-------- Document excerpt

SCOP40 benchmark
SCOP40 is the de-facto standard benchmark for protein homology search.
It is based on domains in the SCOP database clustered at 40% amino acid identity.
To measure homolog detection accuracy, an algorithm performs an all-vs-all search of SCOP40 domains, discarding
trivial self-hits. At a given E-value or alignment score cutoff, the number of
true positivs (TPs) and false postives (FPs) is measured. To show the range of trade-offs that can be achieved,
the results are usually summarized in a plot which shows sensitivity on the x axis and a measure
which includes errors on the y axis.
Sensitivity may be called "recall" or "true positive rate", these are the same thing. If the y axis is
false positive rate (FPR), i.e. the fraction of hits which are FPs, then the graph is called a
Receiver Operator Characteristic plot (ROC).
Alternatively, the y axis may be can be precision, which is the fraction of hits above the threshold which are TPs,
this is a precision-recall (P-R) plot.
While P-R curves have been used to report SCOP40 results in recent papers, these plots are problematic for a few reasons.
They were designed for benchmarking binary classifiers, but it is a bit of a stretch to consider a protein search
algorithm as a binary classifier. The number of TPs is a very small fraction of the database, and may be zero. Also,
the ubiquitous use of E-values shows that biologists prefer to control errors by limiting the number of expected errors
per query. For example, if with an E-value threshold of 10 there should be roughly 10 errors per query according
to the algorithm's estimate. But if you mix TPs and FPs by using a measure such as precision or FPR, you can't
assess sensitivity as a function of false-positive errors per query (FPEPQ). Also, ROC and P-R plots do not
scale, so accuracy measured on SCOP40 does not predict accuracy in a much bigger database such as
AFDB. These points are discussed in detail in the Reseek paper.

----------------

* [Activities]
1. Reproduce the SCOP40 benchmark text from the passage that begins with "To measure homolog" and stop after "the y axis.", swapping "cutoff" for "threshold".
2. Write the next part of the SCOP40 benchmark text, picking up after its final sentence.
The records that come next are separate material and are not part of the SCOP40 benchmark text.

-------- Supplied entries

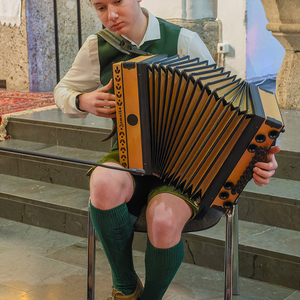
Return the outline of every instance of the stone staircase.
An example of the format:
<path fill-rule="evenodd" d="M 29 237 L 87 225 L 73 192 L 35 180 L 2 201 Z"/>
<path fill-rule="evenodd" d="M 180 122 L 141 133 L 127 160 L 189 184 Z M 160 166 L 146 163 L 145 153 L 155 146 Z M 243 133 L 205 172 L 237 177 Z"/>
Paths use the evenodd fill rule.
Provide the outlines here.
<path fill-rule="evenodd" d="M 300 289 L 300 112 L 282 110 L 286 133 L 279 169 L 265 187 L 250 182 L 239 198 L 240 275 Z M 111 120 L 70 119 L 59 109 L 12 117 L 1 147 L 96 161 Z M 0 217 L 86 237 L 89 166 L 0 151 Z M 215 227 L 183 234 L 185 261 L 224 269 L 225 218 Z M 145 249 L 135 235 L 134 248 Z"/>

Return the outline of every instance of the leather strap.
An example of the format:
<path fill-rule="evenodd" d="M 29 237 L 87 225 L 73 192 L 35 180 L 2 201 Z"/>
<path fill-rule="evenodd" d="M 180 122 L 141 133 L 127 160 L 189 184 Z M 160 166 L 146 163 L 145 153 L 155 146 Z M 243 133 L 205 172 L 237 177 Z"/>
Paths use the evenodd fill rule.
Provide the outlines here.
<path fill-rule="evenodd" d="M 123 38 L 122 36 L 111 32 L 109 30 L 102 29 L 96 33 L 101 36 L 105 41 L 107 41 L 110 45 L 118 49 L 119 51 L 126 53 L 128 55 L 149 55 L 151 53 L 145 52 L 137 48 L 137 46 L 132 45 L 128 40 Z"/>

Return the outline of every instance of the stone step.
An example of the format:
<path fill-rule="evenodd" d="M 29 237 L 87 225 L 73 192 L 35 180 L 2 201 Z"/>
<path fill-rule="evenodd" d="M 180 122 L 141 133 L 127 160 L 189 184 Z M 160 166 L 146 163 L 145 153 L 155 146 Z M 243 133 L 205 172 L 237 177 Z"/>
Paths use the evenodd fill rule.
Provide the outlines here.
<path fill-rule="evenodd" d="M 2 141 L 0 146 L 90 162 L 96 162 L 107 154 L 107 152 L 95 150 L 16 139 Z M 85 174 L 90 167 L 78 163 L 0 151 L 0 173 L 69 187 L 88 189 L 88 178 Z"/>
<path fill-rule="evenodd" d="M 111 149 L 111 140 L 101 141 L 111 129 L 111 119 L 91 114 L 71 119 L 58 108 L 11 117 L 6 128 L 17 140 L 104 152 Z"/>
<path fill-rule="evenodd" d="M 89 192 L 0 174 L 0 217 L 86 237 Z M 208 230 L 183 234 L 185 262 L 224 270 L 225 218 Z M 240 275 L 299 288 L 300 232 L 239 221 Z M 136 233 L 134 249 L 144 251 Z"/>
<path fill-rule="evenodd" d="M 241 220 L 300 231 L 300 181 L 271 178 L 249 182 L 238 199 Z M 299 244 L 300 247 L 300 244 Z"/>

----------------

* [Expected responses]
1.
To measure homolog detection accuracy, an algorithm performs an all-vs-all search of SCOP40 domains, discarding
trivial self-hits. At a given E-value or alignment score threshold, the number of
true positivs (TPs) and false postives (FPs) is measured. To show the range of trade-offs that can be achieved,
the results are usually summarized in a plot which shows sensitivity on the x axis and a measure
which includes errors on the y axis.

2.
To address these issues, the developers of SCOP40 (Brenner et al 1998) proposed a new type of plot, Coverage versus Error (CVE).
Here, the y axis is FPEPQ. If the search algorithm estimates a perfect E-value, then FPEPQ = E.
Sensitivity vs. errors for homolog detection on SCOP40.
TPs are hits to the same superfamily, FPs are
hits to different superfamilies. Higher accuracy is reflected by fewer errors at a given sensitivity,
which gives a curve lower and to the right. This shows that Reseek has substantially
higher sensitivity than previous methods including DALI, TM-align and Foldseek.
Inset is reported E-value vs. FPEPQ, which shows
that Reseek E-values are in good agreement with measured error rates, while Foldseek E-values are underestimated.
For example, at Foldseek E-value threshold 1E-6 (circled), the measured FPEPQ is ~0.1, i.e. five orders of magnitude higher than the estimate.
Reference
Brenner, S.E., Chothia, C. and Hubbard, T.J., 1998. Assessing sequence comparison methods with reliable structurally identified distant evolutionary relationships. Proceedings of the National Academy of Sciences, 95(11), pp.6073-6078.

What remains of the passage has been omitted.